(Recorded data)

--- start ---

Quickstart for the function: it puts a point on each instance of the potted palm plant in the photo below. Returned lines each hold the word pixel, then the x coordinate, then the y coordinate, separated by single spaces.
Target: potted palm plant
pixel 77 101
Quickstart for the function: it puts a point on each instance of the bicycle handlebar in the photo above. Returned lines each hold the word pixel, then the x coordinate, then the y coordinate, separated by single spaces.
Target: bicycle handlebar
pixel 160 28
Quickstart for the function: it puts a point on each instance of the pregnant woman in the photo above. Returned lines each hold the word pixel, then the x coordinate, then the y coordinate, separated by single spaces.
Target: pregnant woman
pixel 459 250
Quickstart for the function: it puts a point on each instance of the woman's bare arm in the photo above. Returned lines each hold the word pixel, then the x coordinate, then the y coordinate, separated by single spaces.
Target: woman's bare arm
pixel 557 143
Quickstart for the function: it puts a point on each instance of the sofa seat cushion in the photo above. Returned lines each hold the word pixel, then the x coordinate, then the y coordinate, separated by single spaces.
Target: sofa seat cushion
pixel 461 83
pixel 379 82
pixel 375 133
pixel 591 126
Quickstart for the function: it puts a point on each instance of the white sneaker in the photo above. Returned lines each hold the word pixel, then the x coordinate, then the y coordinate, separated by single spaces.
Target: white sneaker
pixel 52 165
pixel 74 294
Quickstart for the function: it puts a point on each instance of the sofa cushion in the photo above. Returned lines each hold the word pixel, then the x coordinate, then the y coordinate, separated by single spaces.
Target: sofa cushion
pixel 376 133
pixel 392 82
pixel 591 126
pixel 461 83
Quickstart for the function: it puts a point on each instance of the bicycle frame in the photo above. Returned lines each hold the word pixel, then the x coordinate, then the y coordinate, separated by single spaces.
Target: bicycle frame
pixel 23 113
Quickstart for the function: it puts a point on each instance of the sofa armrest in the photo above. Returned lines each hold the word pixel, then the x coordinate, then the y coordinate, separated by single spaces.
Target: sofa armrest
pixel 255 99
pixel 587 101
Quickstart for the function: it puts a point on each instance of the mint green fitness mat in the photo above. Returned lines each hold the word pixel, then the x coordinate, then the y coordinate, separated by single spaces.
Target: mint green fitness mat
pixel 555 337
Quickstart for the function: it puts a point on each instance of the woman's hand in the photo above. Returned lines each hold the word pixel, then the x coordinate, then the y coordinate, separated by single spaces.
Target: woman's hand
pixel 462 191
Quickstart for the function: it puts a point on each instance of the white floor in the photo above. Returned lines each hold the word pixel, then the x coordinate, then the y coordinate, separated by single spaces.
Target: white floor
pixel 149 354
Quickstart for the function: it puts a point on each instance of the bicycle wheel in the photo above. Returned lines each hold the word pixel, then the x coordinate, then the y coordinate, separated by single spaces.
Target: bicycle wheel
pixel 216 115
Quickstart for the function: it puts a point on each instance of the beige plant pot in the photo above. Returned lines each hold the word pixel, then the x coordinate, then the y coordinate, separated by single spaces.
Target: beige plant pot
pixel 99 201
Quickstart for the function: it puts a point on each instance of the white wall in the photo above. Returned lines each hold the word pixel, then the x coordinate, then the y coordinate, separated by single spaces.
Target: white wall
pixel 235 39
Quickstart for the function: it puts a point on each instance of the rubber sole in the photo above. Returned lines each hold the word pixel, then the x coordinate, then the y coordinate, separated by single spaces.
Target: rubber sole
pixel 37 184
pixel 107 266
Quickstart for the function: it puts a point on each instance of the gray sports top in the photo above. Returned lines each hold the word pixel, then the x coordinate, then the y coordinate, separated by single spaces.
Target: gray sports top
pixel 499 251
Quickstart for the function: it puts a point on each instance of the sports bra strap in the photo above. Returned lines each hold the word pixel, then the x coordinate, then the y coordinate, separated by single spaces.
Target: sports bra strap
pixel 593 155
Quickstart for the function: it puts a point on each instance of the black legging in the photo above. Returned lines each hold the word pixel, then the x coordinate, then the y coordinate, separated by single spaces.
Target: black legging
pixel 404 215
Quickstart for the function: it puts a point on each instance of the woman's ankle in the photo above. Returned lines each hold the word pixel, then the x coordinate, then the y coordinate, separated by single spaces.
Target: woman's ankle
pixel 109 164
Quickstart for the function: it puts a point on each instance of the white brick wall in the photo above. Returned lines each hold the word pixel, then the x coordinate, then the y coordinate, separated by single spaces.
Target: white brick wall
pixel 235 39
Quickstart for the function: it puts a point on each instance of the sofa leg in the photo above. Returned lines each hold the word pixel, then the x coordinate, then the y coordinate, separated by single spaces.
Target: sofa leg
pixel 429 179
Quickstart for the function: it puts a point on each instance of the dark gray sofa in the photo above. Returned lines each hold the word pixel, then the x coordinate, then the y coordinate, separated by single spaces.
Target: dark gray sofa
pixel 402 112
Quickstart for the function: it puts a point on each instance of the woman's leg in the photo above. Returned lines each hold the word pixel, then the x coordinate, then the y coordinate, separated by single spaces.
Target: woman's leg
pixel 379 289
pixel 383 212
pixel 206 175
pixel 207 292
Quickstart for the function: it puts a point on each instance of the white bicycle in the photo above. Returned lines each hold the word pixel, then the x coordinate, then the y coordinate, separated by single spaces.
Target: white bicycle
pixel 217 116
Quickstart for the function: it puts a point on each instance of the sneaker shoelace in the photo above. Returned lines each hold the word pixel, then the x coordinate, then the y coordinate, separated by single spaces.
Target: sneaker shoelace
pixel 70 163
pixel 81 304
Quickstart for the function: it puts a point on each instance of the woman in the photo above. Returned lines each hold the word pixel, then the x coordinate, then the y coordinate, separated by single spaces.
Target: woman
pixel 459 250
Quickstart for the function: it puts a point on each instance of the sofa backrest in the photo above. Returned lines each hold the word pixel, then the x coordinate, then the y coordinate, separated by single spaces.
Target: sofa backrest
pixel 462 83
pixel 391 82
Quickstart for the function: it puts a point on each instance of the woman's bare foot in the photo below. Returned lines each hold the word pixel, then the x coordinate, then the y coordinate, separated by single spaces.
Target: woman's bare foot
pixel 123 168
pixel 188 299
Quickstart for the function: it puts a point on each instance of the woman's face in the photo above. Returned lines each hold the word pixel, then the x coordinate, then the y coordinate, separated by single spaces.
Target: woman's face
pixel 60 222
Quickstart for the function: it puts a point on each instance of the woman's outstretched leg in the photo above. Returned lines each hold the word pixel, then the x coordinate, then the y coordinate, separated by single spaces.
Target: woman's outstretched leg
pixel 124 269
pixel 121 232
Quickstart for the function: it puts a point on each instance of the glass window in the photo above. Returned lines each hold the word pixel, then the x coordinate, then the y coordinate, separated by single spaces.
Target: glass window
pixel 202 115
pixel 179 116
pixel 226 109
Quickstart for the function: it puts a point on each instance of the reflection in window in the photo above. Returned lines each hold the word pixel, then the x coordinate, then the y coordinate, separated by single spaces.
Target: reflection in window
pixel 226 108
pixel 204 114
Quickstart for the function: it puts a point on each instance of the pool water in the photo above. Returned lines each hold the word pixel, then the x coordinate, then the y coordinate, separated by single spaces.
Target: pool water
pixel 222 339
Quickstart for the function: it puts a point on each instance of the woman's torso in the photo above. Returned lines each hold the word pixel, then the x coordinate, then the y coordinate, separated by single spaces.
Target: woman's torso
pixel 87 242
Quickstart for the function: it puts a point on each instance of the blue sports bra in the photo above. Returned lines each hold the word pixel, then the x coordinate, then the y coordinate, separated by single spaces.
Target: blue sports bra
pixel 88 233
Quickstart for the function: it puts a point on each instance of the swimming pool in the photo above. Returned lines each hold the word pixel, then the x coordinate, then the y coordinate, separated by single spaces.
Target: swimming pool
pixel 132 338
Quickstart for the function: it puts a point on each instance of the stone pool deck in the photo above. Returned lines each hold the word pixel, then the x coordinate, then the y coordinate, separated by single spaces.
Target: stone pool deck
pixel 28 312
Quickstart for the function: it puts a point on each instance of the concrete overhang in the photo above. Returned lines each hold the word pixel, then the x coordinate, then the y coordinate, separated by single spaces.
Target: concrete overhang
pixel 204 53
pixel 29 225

--- end ---

→ Problem details: Retype the data above without any changes, from its first line through the line that contains "pixel 23 113", including both of those lines.

→ Written reply:
Quickstart for the function: it puts a point on each instance of the potted palm plant in the photo below. Returned lines each hold the word pixel, then the x coordinate, then the y coordinate, separated by single spaces.
Target: potted palm plant
pixel 77 101
Quickstart for the function: it puts a point on each instance of the bicycle handlebar in the photo above. Returned lines each hold the word pixel, then the x coordinate, then the y coordinate, separated by single spaces.
Target: bicycle handlebar
pixel 160 28
Quickstart for the function: it puts a point on each instance of the pregnant woman in the photo above. Returned lines each hold the word pixel, then the x coordinate, then the y coordinate, separated by single spaces.
Target: pregnant woman
pixel 459 250
Quickstart for the function: it puts a point on each instance of the woman's bare arm in the photo above. Returned lines each hold the word pixel, then the x coordinate, then the y coordinate, separated by single spaces.
Target: woman's bare arm
pixel 557 143
Quickstart for the function: it puts a point on each instance of the sofa seat cushion in the photo above. Returned lines each hold the word pixel, then the x coordinate, then the y coordinate, separated by single spaces.
Target: sofa seat cushion
pixel 461 83
pixel 379 82
pixel 375 133
pixel 591 126
Quickstart for the function: it puts a point on each instance of the white sneaker in the photo above. Returned lines each hold the word pixel, then the x coordinate, then the y coordinate, separated by single spaces.
Target: white sneaker
pixel 52 165
pixel 74 294
Quickstart for the function: it puts a point on each instance of the sofa cushion in the photo above. Returned lines each hold the word pixel, then the x coordinate, then the y coordinate, separated by single spaces.
Target: sofa cushion
pixel 376 133
pixel 392 82
pixel 591 126
pixel 461 83
Quickstart for the function: it puts a point on each instance of the bicycle frame in the photo above. Returned lines each hold the word pixel, then the x coordinate, then the y coordinate, separated by single spaces.
Target: bicycle frame
pixel 23 113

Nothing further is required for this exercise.